(Source passage):
****************
The board said 6,658 homes changed hands last month in the Greater Toronto Area, up 44.4 per cent compared with 4,611 in the same month last year. Sales were up 14 per cent from September on a seasonally adjusted basis.

The average selling price was up 1.1 per cent compared with a year earlier at $1,135,215. The composite benchmark price, meant to represent the typical home, was down 3.3 per cent year-over-year.

“While we are still early in the Bank of Canada’s rate cutting cycle, it definitely does appear that an increasing number of buyers moved off the sidelines and back into the marketplace in October,” said TRREB president Jennifer Pearce in a news release.

“The positive affordability picture brought about by lower borrowing costs and relatively flat home prices prompted this improvement in market activity.”

The Bank of Canada has slashed its key interest rate four times since June, including a half-percentage point cut on Oct. 23. The rate now stands at 3.75 per cent, down from the high of five per cent that deterred many would-be buyers from the housing market.

New listings last month totalled 15,328, up 4.3 per cent from a year earlier.

In the City of Toronto, there were 2,509 sales last month, a 37.6 per cent jump from October 2023. Throughout the rest of the GTA, home sales rose 48.9 per cent to 4,149.

The sales uptick is encouraging, said Cameron Forbes, general manager and broker for Re/Max Realtron Realty Inc., who added the figures for October were stronger than he anticipated.
****************
(Record excerpts):
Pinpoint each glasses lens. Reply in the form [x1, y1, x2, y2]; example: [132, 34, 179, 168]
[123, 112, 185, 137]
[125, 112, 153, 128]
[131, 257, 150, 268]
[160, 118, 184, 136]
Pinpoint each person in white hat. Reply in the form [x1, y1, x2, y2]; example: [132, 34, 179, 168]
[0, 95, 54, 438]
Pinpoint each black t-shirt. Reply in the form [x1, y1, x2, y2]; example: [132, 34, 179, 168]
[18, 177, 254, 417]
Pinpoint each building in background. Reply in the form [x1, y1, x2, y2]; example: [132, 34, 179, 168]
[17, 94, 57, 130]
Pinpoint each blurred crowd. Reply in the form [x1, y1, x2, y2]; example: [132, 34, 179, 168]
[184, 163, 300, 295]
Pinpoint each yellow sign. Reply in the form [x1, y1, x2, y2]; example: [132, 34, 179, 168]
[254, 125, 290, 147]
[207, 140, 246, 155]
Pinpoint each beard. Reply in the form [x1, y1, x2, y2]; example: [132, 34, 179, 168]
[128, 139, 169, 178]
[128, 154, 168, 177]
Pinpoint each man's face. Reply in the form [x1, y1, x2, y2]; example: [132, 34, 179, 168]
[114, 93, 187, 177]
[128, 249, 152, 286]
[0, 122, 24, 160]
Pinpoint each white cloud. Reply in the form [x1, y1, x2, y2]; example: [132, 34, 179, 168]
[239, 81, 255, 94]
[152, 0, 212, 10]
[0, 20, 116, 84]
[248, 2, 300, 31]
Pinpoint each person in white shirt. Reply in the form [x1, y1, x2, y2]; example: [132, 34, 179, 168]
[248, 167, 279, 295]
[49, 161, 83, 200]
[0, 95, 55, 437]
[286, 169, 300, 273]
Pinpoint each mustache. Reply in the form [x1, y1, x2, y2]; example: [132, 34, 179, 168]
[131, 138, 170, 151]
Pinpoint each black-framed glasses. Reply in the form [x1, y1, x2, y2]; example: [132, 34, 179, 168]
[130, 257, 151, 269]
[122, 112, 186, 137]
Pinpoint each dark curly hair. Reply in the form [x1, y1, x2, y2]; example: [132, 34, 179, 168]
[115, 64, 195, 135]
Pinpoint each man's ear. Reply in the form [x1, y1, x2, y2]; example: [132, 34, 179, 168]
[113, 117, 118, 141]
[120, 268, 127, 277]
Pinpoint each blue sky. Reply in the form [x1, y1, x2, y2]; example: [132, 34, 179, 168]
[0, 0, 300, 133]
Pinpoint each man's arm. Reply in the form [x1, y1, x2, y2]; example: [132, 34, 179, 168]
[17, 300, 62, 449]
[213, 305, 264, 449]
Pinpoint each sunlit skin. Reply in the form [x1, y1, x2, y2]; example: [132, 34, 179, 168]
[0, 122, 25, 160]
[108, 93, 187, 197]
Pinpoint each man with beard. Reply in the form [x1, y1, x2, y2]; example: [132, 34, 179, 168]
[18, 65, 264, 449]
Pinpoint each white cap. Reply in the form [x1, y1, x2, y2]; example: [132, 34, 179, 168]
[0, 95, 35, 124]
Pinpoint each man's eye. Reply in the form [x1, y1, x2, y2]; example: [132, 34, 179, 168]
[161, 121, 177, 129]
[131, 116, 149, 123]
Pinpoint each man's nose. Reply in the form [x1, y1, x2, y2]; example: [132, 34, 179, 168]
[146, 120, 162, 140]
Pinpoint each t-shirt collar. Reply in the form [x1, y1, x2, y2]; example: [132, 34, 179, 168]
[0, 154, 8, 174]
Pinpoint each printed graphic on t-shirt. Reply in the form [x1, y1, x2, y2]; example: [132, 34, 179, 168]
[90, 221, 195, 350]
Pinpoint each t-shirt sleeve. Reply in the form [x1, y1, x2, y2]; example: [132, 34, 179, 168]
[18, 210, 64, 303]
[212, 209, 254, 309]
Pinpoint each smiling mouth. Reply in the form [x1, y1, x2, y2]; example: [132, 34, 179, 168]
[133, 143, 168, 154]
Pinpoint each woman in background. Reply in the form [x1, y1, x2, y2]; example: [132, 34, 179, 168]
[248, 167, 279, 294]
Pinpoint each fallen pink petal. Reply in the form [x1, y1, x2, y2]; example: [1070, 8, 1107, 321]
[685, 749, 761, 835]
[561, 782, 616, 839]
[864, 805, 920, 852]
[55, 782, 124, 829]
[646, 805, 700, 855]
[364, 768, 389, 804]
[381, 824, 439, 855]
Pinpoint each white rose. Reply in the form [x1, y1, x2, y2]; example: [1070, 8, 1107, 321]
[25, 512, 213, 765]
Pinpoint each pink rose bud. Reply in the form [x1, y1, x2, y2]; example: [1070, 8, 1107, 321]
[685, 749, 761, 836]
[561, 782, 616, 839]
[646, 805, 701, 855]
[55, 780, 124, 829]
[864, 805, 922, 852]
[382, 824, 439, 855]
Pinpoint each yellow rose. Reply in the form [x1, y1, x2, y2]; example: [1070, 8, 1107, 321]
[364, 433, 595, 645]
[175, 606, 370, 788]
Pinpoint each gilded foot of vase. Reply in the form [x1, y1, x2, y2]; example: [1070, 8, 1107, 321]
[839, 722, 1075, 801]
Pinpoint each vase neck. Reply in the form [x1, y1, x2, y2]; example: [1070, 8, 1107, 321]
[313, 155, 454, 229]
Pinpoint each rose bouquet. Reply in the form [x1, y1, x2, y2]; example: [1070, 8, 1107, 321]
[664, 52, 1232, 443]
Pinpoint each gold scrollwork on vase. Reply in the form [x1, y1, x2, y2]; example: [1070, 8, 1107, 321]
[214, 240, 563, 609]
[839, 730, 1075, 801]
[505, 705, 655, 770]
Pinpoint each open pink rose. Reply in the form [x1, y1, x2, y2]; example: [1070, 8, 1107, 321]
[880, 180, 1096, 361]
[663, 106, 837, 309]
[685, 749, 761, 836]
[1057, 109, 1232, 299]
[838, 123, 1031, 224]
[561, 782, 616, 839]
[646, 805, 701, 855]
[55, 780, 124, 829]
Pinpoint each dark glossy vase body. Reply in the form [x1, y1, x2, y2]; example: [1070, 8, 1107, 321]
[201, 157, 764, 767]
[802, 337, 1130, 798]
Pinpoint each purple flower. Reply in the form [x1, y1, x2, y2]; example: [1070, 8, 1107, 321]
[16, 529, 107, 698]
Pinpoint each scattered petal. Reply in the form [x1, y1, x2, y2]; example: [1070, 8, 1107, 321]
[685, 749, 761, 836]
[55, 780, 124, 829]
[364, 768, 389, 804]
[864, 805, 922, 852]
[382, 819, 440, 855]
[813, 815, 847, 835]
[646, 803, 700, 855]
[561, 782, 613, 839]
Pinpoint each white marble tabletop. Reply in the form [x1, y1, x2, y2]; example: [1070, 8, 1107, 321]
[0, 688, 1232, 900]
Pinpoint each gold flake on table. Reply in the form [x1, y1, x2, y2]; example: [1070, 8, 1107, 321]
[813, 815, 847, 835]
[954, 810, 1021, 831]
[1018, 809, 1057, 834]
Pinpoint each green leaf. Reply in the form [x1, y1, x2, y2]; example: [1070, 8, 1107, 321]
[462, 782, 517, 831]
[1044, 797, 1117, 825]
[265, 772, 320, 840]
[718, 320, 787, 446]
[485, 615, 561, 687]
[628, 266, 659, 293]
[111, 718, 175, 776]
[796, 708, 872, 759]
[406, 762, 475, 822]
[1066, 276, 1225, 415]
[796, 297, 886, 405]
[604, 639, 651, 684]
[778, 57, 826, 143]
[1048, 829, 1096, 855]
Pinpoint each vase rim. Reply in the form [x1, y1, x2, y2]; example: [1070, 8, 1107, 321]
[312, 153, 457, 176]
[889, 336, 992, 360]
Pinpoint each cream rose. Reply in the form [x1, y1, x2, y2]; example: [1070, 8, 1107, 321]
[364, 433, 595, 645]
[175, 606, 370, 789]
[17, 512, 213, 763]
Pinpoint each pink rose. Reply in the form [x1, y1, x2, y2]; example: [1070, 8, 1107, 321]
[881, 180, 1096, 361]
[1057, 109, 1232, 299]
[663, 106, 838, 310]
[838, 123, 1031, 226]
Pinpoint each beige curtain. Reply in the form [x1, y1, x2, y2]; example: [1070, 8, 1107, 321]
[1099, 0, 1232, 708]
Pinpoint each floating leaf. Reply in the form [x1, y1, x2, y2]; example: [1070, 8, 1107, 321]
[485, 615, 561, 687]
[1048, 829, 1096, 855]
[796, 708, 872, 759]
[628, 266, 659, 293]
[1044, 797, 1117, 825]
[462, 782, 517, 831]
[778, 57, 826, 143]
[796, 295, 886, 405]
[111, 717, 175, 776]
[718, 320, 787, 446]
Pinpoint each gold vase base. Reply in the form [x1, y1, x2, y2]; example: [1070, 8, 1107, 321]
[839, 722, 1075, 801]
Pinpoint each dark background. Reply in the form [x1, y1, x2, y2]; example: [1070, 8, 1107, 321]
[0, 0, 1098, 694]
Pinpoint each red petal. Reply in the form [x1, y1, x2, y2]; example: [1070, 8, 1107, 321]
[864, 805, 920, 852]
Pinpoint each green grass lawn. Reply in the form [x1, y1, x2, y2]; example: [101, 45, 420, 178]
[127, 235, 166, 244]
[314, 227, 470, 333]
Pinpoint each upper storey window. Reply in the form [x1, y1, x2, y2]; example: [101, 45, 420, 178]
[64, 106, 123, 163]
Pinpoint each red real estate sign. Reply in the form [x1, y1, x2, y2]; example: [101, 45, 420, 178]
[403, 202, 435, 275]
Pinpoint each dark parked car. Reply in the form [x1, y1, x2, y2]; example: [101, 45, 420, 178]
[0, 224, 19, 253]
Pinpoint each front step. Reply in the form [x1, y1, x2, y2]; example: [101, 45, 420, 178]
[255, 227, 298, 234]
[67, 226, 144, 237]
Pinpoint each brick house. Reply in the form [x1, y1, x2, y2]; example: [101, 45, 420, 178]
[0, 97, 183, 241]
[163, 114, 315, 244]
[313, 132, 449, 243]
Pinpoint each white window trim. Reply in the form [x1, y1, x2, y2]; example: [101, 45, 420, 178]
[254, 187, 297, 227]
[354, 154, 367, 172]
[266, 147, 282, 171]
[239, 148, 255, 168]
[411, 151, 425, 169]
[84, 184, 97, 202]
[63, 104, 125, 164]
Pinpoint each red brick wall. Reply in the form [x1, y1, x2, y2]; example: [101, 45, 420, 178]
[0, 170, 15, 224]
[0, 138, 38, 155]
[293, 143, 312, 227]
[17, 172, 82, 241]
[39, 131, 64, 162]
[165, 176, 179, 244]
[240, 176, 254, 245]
****************
(Task brief): In the Toronto home sales article, how many new listings were there last month?

(Solution to the problem): 15,328